=== Required work ===
Comb through the entries for "flag" and pull out each line that holds it.

Image point grounding data:

---*---

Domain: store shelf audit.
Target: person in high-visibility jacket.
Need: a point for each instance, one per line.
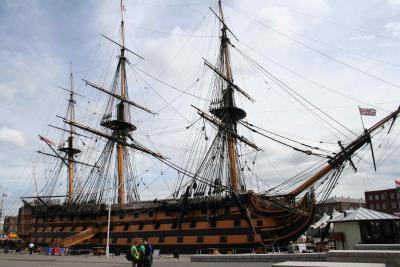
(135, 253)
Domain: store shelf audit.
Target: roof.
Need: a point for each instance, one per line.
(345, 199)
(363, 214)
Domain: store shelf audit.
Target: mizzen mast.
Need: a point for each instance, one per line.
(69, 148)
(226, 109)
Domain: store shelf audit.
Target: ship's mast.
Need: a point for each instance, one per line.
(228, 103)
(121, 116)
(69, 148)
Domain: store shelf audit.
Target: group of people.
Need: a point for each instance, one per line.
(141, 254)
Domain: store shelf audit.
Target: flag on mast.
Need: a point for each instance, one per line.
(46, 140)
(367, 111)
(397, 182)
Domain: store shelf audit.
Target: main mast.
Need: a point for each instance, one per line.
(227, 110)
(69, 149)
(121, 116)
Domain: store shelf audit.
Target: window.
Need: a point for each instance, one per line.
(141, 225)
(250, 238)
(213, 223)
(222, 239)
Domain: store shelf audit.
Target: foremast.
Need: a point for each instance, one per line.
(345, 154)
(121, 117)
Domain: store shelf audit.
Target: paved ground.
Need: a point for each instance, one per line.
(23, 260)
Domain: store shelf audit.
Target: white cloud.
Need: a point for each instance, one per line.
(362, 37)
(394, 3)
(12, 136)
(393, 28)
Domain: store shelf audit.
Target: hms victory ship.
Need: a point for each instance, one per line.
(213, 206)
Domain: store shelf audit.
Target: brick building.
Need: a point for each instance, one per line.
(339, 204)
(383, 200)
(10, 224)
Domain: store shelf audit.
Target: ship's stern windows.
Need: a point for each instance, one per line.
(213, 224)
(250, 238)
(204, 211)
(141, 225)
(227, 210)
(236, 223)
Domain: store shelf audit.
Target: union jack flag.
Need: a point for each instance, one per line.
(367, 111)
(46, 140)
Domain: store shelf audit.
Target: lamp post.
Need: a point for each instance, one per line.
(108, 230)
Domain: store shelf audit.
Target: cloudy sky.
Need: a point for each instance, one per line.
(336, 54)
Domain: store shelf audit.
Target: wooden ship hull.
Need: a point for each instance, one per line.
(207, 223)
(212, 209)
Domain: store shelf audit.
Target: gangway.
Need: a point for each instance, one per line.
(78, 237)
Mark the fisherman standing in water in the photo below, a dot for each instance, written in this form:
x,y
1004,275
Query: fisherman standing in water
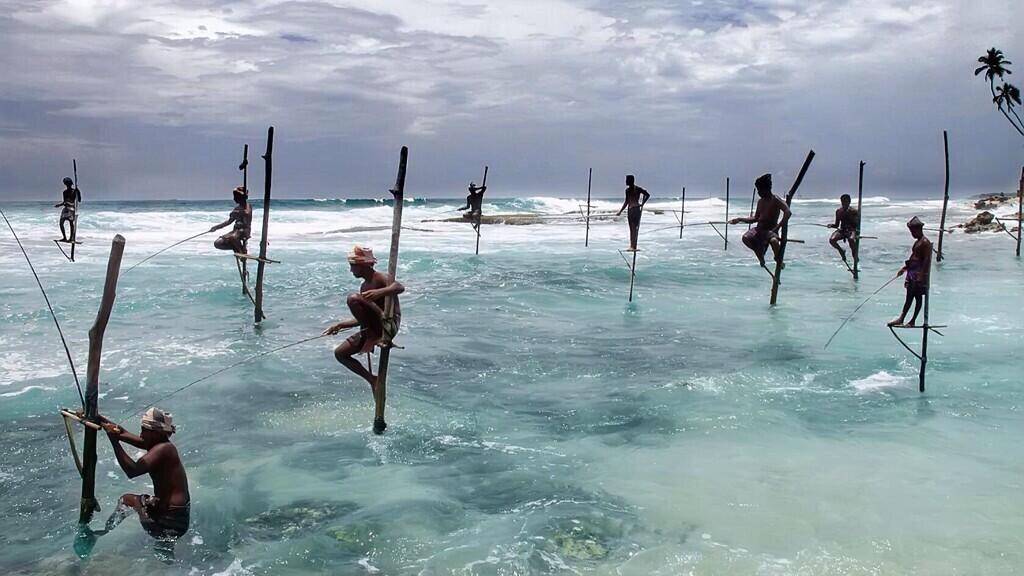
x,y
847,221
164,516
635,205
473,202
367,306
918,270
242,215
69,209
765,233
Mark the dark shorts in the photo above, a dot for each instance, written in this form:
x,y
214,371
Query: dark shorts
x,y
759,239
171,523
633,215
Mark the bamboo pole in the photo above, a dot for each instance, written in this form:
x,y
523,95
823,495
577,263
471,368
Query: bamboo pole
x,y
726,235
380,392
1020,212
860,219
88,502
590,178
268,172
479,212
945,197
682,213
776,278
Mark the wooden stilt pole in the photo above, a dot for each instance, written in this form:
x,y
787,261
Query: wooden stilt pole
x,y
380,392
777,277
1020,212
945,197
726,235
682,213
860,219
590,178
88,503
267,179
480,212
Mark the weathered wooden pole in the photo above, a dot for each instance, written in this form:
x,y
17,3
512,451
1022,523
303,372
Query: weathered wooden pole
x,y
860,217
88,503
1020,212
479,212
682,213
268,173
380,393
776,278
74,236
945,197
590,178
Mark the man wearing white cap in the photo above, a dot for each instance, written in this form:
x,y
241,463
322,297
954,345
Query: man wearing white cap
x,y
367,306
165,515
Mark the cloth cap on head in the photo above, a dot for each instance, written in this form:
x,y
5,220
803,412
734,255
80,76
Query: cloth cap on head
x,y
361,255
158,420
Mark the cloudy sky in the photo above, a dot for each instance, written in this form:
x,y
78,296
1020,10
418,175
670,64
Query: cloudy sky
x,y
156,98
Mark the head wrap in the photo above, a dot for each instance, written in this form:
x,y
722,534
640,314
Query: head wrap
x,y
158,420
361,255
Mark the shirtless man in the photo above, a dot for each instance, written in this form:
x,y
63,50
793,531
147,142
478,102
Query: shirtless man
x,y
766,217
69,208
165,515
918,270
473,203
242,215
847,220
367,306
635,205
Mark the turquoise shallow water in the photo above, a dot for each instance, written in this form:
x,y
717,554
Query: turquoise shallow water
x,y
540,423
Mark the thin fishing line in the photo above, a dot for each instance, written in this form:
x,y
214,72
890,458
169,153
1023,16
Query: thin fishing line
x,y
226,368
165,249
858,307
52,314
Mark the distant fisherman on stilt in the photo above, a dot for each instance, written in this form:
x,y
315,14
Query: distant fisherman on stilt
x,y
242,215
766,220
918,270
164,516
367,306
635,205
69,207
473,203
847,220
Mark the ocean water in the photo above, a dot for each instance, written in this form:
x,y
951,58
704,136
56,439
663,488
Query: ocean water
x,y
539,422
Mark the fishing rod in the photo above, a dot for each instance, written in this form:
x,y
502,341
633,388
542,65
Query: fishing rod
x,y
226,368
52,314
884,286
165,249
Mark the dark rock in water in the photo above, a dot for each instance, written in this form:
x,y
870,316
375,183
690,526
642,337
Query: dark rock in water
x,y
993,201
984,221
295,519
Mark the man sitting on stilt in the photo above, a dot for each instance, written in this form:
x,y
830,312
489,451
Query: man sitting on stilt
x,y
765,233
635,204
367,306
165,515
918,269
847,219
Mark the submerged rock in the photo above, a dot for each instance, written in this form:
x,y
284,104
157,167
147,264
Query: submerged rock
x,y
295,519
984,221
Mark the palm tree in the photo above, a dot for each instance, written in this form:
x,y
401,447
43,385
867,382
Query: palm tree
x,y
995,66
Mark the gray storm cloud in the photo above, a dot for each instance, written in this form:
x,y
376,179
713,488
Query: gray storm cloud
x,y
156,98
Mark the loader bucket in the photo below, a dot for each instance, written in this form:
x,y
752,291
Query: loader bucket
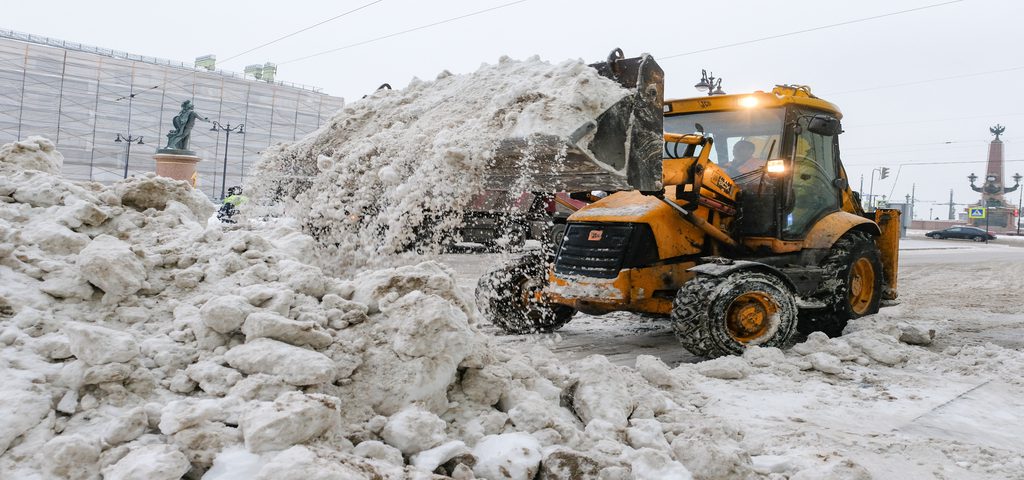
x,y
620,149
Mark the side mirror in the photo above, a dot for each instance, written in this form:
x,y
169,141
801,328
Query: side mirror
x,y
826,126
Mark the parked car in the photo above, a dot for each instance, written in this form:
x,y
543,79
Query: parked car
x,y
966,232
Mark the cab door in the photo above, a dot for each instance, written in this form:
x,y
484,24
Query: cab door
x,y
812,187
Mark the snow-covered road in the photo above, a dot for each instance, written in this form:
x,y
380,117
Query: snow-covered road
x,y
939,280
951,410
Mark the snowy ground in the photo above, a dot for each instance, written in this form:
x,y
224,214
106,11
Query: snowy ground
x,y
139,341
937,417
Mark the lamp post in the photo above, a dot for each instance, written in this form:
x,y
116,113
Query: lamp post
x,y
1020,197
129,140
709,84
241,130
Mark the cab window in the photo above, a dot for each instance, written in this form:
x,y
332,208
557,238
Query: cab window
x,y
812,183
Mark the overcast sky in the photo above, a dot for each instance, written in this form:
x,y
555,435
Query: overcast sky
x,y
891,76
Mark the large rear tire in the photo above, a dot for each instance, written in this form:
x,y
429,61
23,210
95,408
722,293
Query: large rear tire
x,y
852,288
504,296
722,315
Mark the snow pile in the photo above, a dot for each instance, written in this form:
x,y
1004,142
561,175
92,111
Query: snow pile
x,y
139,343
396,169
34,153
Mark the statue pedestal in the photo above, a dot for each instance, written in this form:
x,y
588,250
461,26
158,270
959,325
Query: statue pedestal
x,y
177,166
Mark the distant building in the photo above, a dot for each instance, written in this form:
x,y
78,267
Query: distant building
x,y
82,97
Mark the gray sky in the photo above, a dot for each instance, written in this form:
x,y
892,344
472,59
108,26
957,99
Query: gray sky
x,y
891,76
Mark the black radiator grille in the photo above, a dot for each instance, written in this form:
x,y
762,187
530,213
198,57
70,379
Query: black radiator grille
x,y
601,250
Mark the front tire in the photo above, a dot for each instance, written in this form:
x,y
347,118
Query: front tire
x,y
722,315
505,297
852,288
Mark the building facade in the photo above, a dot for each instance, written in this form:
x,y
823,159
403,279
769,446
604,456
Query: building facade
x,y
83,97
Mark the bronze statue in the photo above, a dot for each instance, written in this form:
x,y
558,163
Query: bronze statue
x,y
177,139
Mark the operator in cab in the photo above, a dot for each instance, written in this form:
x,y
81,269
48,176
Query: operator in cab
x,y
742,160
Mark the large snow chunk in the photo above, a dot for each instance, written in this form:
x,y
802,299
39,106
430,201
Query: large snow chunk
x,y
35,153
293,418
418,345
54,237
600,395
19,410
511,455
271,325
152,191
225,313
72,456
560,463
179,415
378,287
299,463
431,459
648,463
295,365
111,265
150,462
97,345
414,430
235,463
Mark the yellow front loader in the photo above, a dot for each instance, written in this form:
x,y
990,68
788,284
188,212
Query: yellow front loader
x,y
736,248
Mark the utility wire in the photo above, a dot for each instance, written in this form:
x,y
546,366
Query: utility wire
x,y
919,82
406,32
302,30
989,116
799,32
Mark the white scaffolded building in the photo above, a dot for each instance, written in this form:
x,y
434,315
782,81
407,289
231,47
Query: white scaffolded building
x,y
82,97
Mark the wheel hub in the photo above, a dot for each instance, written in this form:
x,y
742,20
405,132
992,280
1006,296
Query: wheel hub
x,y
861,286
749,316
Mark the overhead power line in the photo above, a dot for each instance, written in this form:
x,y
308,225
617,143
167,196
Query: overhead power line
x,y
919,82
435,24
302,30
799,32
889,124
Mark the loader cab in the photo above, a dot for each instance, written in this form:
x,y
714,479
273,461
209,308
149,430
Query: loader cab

---*---

=== The answer ===
Target: flag on mast.
Target: union jack flag.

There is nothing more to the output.